• [EXCERPT]:

[Start of Attachment]

E-scooter makers may soon face fines Leave a comment


The development comes after the electric vehicle (EV) makers replied to the notices sent by the Union ministry of road transport and highways about a month ago.

The notices asked companies why they should not be penalized for a spate of scooter fires—some of them deadly—caused by faulty batteries.

“They have replied (to the notices); we are taking action. The action cannot be very severe. We have to punish them, but it’s a nascent industry. We have to punish them for failure to comply; at the same time, we should not kill them,” the official cited above said on the condition of anonymity.

Electric two-wheelers are the future, he said, adding the penalty will act as a deterrent for companies compromising on quality.

An investigation found that many batteries had cells connected in an unsafe manner and that many batteries did not have a venting mechanism to disperse heat in case of overheating.

“Batteries should be connected in series. These people (EV makers) are connecting them parallelly also. Parallel connections will lead to serious problems. The battery management system is useless most of the time. Venting mechanism is absent in almost all, and connections are also parallel in most of the batteries,” the official said, outlining issues found by a committee formed by the ministry to investigate the matter.

In the ‘series’ arrangement of connecting battery cells, overheating of one cell will not impact the whole battery package, while in ‘parallel’ connections, overheating of one battery cell can impact the entire battery pack and increase the chances of fire.

Amid multiple fire incidents, the government formed two committees; one to investigate fire incidents and the other to recommend battery testing criteria. Both committees have completed their tasks.

The government has asked companies to stop selling vehicles with faulty batteries and discard such batteries, the official said. As a result, some companies have had to defer vehicle launches as they would be allowed in the market only with safer battery sets, he added.

The series of fires triggered concerns about the safety of electric vehicles and whether Indian e-scooter makers had rushed their products into the market without adequate quality and safety checks in local conditions.

The incidents also worried the government, which has ambitious plans for the EV sector and has introduced incentives to boost the production and adoption of EVs.

[End of Attachment]

• [Stored entries]:
[Start of Attachment]

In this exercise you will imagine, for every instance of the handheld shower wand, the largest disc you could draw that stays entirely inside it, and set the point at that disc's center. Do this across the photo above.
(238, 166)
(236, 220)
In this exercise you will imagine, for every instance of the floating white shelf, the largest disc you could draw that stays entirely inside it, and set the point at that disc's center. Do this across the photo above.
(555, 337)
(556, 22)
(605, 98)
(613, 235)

[End of Attachment]

• [WHAT TO PRODUCE]:
In the e-scooter article, copy everything from "The development comes" down to "condition of anonymity.", swapping "notices" for "letters".

• [SOLUTION TO THIS EXERCISE]:
The development comes after the electric vehicle (EV) makers replied to the letters sent by the Union ministry of road transport and highways about a month ago.

The letters asked companies why they should not be penalized for a spate of scooter fires—some of them deadly—caused by faulty batteries.

“They have replied (to the letters); we are taking action. The action cannot be very severe. We have to punish them, but it’s a nascent industry. We have to punish them for failure to comply; at the same time, we should not kill them,” the official cited above said on the condition of anonymity.